* _PASSAGE FOR REVIEW_:
##########

At some point, Lois's cancer returned and she died with Clark by her side. Clark subsequently adopted a dog who he named Krypto and lived out the rest of his days until he suffered a heart attack and died later with his sons beside him. Experiencing death a second time, Clark walked through his house and was visited by images of his sons, grandchildren, Krypto, Chrissy, Kyle, John Henry, Lana and even a repentant Luthor, before being reunited with Lois in the afterlife.

== Alternate versions ==

=== Going insane ===

A version of the character appears in the first season of Superman & Lois and in the comic book Earth-Prime #2 & #6, wearing a black-white suit identical to the one John Deegan had. His name is Kal-El and he was born on Krypton. After its destruction, he is sent to Earth, and was adopted by Jonathan and Martha Kent. At a young age, during the 4th of July, their car crashed, killing his parents, and he was taken to a foster family, where he was abused and bullied. One day, he accidentally killed his foster dad, and left, only to be taken by the U.S. Government, unsuccessfully experimenting on him. Kal managed to escape, and found his father's A.I., who advised him to save humanity from what it had become, with Kal himself despite his foster family and the U.S. Government's abuse, still partially loving humanity due to his original adoptive parents. He spent 20 years saving people, until one day his half-brother Tal-Rho came to him and promised that with his help, they can bring back Krypton on Earth. With Kal growing frustrated over how despite his best attempts to help humanity that they seemingly were never able to evolve from destroying themselves, Kal agreed, and with the help of other people with powers like his, destroyed Metropolis and killed Lois Lane Irons and many soldiers commanded by Sam Lane. At some point later, his world was destroyed by a wave of anti-matter (Note: What caused this was Crisis on Infinite Earths.) as he attempts, but fails, to stop John Henry Irons from escaping it in a ship. Before he was killed, Magog appeared and told him he had plans for him.

##########

* _MATERIAL SUPPLIED_:
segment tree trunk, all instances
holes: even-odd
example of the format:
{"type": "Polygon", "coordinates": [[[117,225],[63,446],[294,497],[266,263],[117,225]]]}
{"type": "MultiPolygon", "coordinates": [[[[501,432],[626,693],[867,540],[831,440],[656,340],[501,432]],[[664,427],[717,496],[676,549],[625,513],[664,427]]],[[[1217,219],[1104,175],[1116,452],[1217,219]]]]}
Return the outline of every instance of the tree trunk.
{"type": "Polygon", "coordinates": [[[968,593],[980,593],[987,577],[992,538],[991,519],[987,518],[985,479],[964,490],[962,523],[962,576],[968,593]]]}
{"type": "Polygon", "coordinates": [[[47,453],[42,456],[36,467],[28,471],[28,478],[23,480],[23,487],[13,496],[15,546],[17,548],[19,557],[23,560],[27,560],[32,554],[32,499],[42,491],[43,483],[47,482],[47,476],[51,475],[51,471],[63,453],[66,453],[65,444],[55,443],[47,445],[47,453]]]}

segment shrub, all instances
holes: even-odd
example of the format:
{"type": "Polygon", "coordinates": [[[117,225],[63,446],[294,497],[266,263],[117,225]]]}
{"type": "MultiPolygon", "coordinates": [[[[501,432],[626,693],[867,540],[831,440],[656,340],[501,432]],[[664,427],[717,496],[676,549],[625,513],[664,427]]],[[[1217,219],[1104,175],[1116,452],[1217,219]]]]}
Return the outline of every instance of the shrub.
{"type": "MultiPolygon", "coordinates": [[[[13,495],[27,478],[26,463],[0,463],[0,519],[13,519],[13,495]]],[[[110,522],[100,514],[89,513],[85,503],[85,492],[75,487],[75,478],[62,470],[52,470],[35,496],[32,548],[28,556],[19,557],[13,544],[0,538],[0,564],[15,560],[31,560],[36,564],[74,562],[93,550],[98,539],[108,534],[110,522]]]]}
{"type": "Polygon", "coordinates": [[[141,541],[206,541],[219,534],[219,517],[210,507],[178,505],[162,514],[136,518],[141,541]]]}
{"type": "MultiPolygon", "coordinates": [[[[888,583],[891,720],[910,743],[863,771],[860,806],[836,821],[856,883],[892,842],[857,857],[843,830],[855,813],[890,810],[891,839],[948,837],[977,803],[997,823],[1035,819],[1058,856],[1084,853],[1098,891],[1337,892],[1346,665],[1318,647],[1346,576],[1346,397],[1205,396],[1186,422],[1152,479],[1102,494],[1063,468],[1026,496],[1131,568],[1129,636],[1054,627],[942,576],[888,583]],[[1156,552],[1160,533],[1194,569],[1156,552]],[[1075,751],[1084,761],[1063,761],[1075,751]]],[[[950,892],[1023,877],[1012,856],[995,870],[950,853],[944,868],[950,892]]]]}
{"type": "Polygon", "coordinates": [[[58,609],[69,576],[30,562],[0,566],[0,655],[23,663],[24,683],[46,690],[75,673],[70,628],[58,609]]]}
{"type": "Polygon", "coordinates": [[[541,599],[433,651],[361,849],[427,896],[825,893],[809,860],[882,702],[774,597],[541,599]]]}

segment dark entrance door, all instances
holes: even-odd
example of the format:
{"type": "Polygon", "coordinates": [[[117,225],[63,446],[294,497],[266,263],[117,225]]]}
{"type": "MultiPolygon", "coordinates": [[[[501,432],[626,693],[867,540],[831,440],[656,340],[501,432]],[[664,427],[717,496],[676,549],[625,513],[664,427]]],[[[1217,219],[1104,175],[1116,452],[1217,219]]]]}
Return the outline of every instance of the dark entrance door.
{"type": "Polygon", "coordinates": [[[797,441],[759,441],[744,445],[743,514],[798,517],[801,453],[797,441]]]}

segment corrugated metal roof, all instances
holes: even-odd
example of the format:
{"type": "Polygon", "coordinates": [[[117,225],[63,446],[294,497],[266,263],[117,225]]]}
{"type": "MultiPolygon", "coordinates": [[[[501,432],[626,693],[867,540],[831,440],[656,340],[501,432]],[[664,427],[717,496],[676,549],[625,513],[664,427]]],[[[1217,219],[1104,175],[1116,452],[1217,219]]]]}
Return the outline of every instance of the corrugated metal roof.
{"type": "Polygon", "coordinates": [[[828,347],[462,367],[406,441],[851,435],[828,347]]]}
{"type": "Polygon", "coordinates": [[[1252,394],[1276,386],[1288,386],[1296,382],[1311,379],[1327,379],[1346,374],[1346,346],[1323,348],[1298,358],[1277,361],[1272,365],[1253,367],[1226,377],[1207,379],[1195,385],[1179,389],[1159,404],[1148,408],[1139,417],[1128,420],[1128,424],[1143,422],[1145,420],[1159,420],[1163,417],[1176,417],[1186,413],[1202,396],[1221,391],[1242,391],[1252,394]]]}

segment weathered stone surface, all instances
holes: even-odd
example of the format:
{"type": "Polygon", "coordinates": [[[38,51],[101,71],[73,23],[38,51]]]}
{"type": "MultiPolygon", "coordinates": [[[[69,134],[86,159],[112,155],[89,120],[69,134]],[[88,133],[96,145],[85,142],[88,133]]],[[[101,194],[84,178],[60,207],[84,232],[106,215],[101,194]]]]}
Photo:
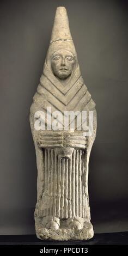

##########

* _ACTIVITY LIST_:
1/ In the Superman passage, what name did Clark give the dog he adopted?
2/ From the Superman passage, reproduce the text from "At some point, Lois's" up to and including "in the afterlife.".
The rows have no connection to the Superman passage.

* _RESPONSES FOR EACH TASK_:
1/ Krypto

2/
At some point, Lois's cancer returned and she died with Clark by her side. Clark subsequently adopted a dog who he named Krypto and lived out the rest of his days until he suffered a heart attack and died later with his sons beside him. Experiencing death a second time, Clark walked through his house and was visited by images of his sons, grandchildren, Krypto, Chrissy, Kyle, John Henry, Lana and even a repentant Luthor, before being reunited with Lois in the afterlife.